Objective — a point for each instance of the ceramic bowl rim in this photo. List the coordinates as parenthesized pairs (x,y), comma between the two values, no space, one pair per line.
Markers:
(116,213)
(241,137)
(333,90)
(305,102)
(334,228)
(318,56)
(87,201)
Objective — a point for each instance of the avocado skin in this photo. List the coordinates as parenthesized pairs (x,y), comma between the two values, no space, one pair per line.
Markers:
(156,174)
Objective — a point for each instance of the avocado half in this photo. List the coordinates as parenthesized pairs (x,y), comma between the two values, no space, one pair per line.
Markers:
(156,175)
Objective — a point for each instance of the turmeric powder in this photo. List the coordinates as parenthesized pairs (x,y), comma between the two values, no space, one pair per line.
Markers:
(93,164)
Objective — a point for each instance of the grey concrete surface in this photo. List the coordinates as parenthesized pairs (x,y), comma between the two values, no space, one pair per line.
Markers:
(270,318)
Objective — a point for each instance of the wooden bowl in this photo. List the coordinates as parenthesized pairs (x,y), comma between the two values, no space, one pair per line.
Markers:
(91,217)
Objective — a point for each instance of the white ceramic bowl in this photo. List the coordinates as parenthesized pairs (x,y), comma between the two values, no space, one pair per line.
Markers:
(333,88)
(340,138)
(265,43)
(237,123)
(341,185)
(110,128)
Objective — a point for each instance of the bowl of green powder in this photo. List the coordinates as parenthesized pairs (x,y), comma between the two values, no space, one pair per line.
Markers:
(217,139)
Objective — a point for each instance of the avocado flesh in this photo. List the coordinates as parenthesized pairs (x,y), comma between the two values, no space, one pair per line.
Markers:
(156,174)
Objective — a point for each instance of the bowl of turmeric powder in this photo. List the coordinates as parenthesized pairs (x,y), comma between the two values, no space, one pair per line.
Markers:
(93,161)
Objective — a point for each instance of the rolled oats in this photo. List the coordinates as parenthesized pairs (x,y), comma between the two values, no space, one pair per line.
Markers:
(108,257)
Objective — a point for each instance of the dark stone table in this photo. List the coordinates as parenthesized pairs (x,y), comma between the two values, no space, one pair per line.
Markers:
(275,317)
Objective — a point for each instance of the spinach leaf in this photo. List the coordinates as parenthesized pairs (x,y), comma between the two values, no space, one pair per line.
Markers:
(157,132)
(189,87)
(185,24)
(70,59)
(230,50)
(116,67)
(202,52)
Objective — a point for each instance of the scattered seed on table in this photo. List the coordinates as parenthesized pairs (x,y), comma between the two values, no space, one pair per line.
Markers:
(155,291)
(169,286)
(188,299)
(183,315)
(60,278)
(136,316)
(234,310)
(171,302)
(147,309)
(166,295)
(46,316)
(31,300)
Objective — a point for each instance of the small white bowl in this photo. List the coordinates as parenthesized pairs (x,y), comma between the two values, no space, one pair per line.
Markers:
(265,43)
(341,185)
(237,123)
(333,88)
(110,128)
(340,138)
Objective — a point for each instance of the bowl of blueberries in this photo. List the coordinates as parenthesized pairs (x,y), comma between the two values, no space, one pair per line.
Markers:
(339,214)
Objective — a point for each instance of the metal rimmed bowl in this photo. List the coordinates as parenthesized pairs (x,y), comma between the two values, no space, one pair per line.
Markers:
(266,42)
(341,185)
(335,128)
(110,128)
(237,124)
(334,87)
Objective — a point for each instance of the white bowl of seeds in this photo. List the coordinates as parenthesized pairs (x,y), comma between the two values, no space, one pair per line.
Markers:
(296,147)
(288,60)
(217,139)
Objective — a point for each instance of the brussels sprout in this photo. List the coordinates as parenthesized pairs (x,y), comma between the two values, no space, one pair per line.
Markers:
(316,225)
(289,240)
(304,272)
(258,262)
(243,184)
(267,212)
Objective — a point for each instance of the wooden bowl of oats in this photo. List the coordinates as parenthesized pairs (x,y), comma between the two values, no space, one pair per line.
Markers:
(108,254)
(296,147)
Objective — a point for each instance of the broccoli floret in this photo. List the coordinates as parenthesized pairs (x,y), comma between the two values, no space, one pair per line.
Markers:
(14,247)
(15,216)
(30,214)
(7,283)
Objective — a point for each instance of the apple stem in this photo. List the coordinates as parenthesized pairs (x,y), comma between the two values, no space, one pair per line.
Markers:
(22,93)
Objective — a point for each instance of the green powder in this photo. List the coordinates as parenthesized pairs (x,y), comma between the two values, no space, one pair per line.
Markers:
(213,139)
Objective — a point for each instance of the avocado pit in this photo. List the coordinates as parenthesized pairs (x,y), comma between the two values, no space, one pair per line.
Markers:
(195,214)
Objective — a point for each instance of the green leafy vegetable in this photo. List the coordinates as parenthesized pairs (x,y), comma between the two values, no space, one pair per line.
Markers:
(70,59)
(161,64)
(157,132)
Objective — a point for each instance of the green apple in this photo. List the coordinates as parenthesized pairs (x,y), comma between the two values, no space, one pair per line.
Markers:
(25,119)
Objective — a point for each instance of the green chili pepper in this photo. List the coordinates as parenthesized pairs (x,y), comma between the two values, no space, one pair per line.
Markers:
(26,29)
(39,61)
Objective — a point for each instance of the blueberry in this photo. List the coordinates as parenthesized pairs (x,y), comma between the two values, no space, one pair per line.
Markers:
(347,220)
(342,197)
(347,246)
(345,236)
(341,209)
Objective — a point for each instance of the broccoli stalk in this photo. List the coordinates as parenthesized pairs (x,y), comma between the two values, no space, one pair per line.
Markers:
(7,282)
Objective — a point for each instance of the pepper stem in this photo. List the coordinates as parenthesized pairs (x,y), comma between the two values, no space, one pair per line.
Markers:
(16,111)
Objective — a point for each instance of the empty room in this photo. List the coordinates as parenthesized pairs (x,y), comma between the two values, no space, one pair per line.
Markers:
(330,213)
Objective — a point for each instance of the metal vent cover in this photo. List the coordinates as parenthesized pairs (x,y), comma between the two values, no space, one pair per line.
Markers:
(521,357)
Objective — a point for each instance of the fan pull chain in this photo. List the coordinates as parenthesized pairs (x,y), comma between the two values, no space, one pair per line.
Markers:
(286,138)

______________________________

To be done
Restate every record exactly, leaving nothing out.

Complete answer
Objective — a point for each instance of the ceramic bowl rim in this photo. List the coordinates as parenthesized pairs (x,y), comma between the two values, no space, one pair per line.
Markers:
(116,213)
(241,137)
(333,90)
(305,102)
(334,228)
(318,56)
(87,201)
Objective — a point for each instance of the avocado skin in this photo. List the coordinates as parenthesized pairs (x,y), comma between the two values, no space, one pair per line.
Markers:
(156,174)
Objective — a point for each instance of the avocado half in this photo. List the coordinates as parenthesized pairs (x,y), comma between the two values, no space, one pair per line.
Markers:
(156,175)
Objective — a point for each instance of the turmeric powder in this photo. List the coordinates as parenthesized pairs (x,y), comma between the two values, no space, one pair per line.
Markers:
(93,164)
Objective — a point for each instance of the grey concrete surface in this photo. List the coordinates as parenthesized pairs (x,y), comma between the two values, no space, one pair per line.
Markers:
(270,318)
Objective — a point for each instance of the wooden bowl in this photo. List the coordinates as parenthesized pairs (x,y), comma between the two values, no space, one pair per line.
Markers:
(91,217)
Objective — a point for each instance of the white ceramic bowl in this photo. List the coordinates as parenthesized pairs (x,y), comma between the two values, no space, one pair per line.
Markers:
(333,88)
(340,138)
(265,43)
(237,123)
(341,185)
(110,128)
Objective — a point for each instance of the bowl of green powder in this photo. List the coordinates as parenthesized pairs (x,y), comma between the two values, no space, one pair per line.
Markers:
(217,139)
Objective — a point for each instance of the avocado flesh in this photo. List the coordinates as parenthesized pairs (x,y), comma between the two values, no space, one pair per line.
Markers:
(156,174)
Objective — a point for each instance of the bowl of turmeric powder in this photo. List the coordinates as parenthesized pairs (x,y), comma between the two values, no space, one pair per line.
Markers:
(93,161)
Objective — a point for each instance of the rolled oats in this photo. List the coordinates as parenthesized pairs (x,y), comma between the two values, no space, one pair per line.
Markers:
(108,257)
Objective — a point for each instance of the dark stone table in this photo. List the coordinates as parenthesized pairs (x,y), comma between the two values, no space, one pair per line.
Markers:
(275,317)
Objective — a point for each instance of the spinach leaf in this photo. List the coordinates as parenthesized pairs (x,y), comma between the two values, no space, one pair per line.
Markers:
(157,132)
(189,87)
(185,24)
(70,59)
(230,50)
(116,67)
(202,52)
Objective — a point for each instance of the scattered seed on table in this photo. List the coordinates as parenthesized pairs (x,y), comma between the two values, no space, one pair per line.
Markers:
(155,291)
(169,286)
(188,299)
(183,315)
(60,278)
(136,316)
(234,310)
(171,302)
(147,309)
(166,295)
(46,316)
(31,300)
Objective — a point for each instance of the small white bowl in this photo. List the coordinates as parenthesized pairs (x,y), comma between the two values, no space, one pair per line.
Markers:
(265,43)
(341,185)
(237,123)
(333,88)
(110,128)
(340,138)
Objective — a point for each instance of the bowl of blueberries in this photo. List the coordinates as parenthesized pairs (x,y), comma between the two values, no space, one pair per line.
Markers:
(339,214)
Objective — a point for each instance of the metal rimmed bowl in this photo. List the coordinates as parenthesized pairs (x,y), comma between the two values, no space, one pair per line.
Markers:
(266,42)
(341,185)
(335,128)
(110,128)
(237,124)
(334,87)
Objective — a point for each instance of the white bowl of seeds in this photo. List the coordinates as parenthesized pairs (x,y), comma between the two values, no space, one pair per line.
Markers:
(296,147)
(288,60)
(217,139)
Objective — a point for each instance of the brussels sprout in this photo. List the coordinates as parenthesized pairs (x,y), comma between the two values, no space, one pair per line.
Markers:
(316,225)
(289,240)
(304,272)
(258,262)
(243,184)
(267,212)
Objective — a point for each instance of the wooden bowl of oats in this photo. List the coordinates as parenthesized pairs (x,y), comma between the two values, no space, one pair per line.
Markers:
(108,254)
(296,147)
Objective — a point for each instance of the broccoli floret in this photo. List the coordinates as parenthesized pairs (x,y), comma between the two values, no space, one pair per line.
Markers:
(14,247)
(15,216)
(30,214)
(7,283)
Objective — a point for each instance of the apple stem in this photo. List the coordinates as parenthesized pairs (x,y), comma between the two values, no space, one pair per line.
Markers:
(22,93)
Objective — a point for each instance of the green powder in this photo. List the coordinates as parenthesized pairs (x,y), comma between the two values, no space, one pair per line.
Markers:
(213,139)
Objective — a point for each instance of the avocado pit in this photo. List the coordinates as parenthesized pairs (x,y), comma between the two values, no space, one pair per line.
Markers:
(195,214)
Objective — a point for each instance of the green leafy vegetable in this photo. List the coordinates as parenthesized pairs (x,y), comma between the two values, no space, one pair per line.
Markers:
(70,59)
(161,64)
(157,132)
Objective — a point for each instance of the green apple in this photo. List the coordinates as parenthesized pairs (x,y), comma between the two values, no space, one pair per line.
Markers:
(25,119)
Objective — a point for each instance of the green chili pepper in this photo. List the coordinates as parenthesized pairs (x,y), comma between the two values, no space, one pair per line.
Markers:
(26,29)
(39,61)
Objective — a point for each instance of the blueberry in this photo. List the coordinates as parenthesized pairs (x,y), comma between the two values, no space, one pair per line.
Markers:
(347,220)
(342,197)
(347,246)
(345,236)
(341,209)
Objective — a point for each instance of the broccoli stalk in this photo. List the coordinates as parenthesized pairs (x,y), comma between the two values, no space, one pair per line.
Markers:
(7,282)
Objective — a point for each instance of the pepper stem in this photo. List the coordinates as parenthesized pairs (x,y), comma between the two values, no space, one pair per line.
Markers:
(16,111)
Objective — a point for each instance of the empty room in this photo. List the coordinates as parenthesized pairs (x,y), comma between the two values, no space, one pair per line.
Markers:
(330,213)
Objective — a point for each instance of the metal vent cover in this photo. List the coordinates as parenthesized pairs (x,y), comma between the two values, no space, one pair per line.
Markers:
(521,357)
Objective — a point for each instance of the fan pull chain in this photo. List the coordinates as parenthesized pairs (x,y), comma between the two values, no space, one pair per line.
Markers:
(286,138)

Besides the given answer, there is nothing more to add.